▶ [Extract to read]
● ● ● ●

Haruki is a new face to klanggold but an old face to the experimental and ambient scene, worldwide.
He released records on Kaspar Hauser records, Thelandof, Hibernate recs as well as Nomadic kids republic and now also on Klanggold.
His “snowed in food shelter” is a logical showstopper of his last Album “to humble a nest”, released on thelandof.

This new album is just a way of working further in that vein of amorphous, organic, free floating kind of music, mixing acoustic and digital sound sources, “beautiful” and “annoying”, ….. Only this time he wanted to make the atmosphere more consistent, more focused, less wandering around different places, maybe even “smaller” or “quieter”; or limiting himself more to explore a specific atmosphere in depth. This is also reflected in the sound sources used, which are less diverse than on “To Humble A Nest”. There’s, for instance, a much more prominent role for piano-sounds on this one.

/ *** REVIEWS ** /


Haruki is the solo experimental project of Belgian musician and sound artist Boris Snauwaert. Already responsible for a handful of very limited releases on a variety of labels, Snauwaert released the rather superb To Humble A Nest on The Land Of last year, followed this year by two mini-albums, once again published in a very small run, one for UK imprint Hibernate, the other for Germany-based Klanggold, each taking a slightly different approach to Snauwaert’s granular organic electronic music.

● ● ● ●

▶ [Supplied material]
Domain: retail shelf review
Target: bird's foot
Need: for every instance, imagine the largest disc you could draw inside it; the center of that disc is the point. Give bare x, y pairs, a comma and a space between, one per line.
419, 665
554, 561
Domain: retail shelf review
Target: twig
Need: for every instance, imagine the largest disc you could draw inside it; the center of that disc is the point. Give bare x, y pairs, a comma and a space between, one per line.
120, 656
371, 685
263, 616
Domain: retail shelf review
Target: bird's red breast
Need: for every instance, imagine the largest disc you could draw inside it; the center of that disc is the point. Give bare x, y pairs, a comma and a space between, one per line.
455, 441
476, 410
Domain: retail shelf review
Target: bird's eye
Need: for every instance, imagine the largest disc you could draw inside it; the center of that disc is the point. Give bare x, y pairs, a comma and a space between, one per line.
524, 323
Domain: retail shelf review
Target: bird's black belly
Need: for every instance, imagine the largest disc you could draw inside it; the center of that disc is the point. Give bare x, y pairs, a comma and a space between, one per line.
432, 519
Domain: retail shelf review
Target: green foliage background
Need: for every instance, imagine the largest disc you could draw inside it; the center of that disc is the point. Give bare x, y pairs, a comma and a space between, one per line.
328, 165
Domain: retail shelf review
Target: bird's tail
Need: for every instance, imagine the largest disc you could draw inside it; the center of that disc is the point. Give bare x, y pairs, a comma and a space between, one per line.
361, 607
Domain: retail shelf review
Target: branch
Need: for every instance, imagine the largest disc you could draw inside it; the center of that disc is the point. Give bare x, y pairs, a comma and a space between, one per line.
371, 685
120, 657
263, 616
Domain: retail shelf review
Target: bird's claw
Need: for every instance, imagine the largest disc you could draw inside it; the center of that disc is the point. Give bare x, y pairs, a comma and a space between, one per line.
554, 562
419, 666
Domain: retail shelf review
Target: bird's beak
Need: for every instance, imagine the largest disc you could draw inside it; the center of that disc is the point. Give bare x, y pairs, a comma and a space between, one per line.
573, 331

● ● ● ●

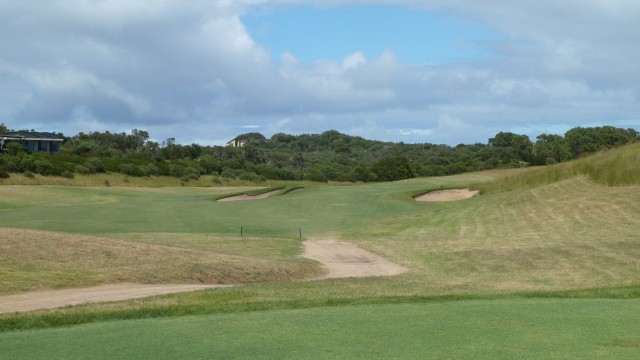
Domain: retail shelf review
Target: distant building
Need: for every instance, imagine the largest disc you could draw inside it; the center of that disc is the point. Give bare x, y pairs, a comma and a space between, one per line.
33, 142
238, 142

● ● ● ●

▶ [Requirements]
Answer these questions using the text about Haruki above the rows:
(a) Which kind of sound has a much more prominent role on the new album?
(b) Which musician and sound artist is behind the Haruki project?
(c) On which label was "To Humble A Nest" released?

▶ [Response below]
(a) Piano sounds.
(b) Boris Snauwaert, a Belgian musician and sound artist.
(c) The Land Of.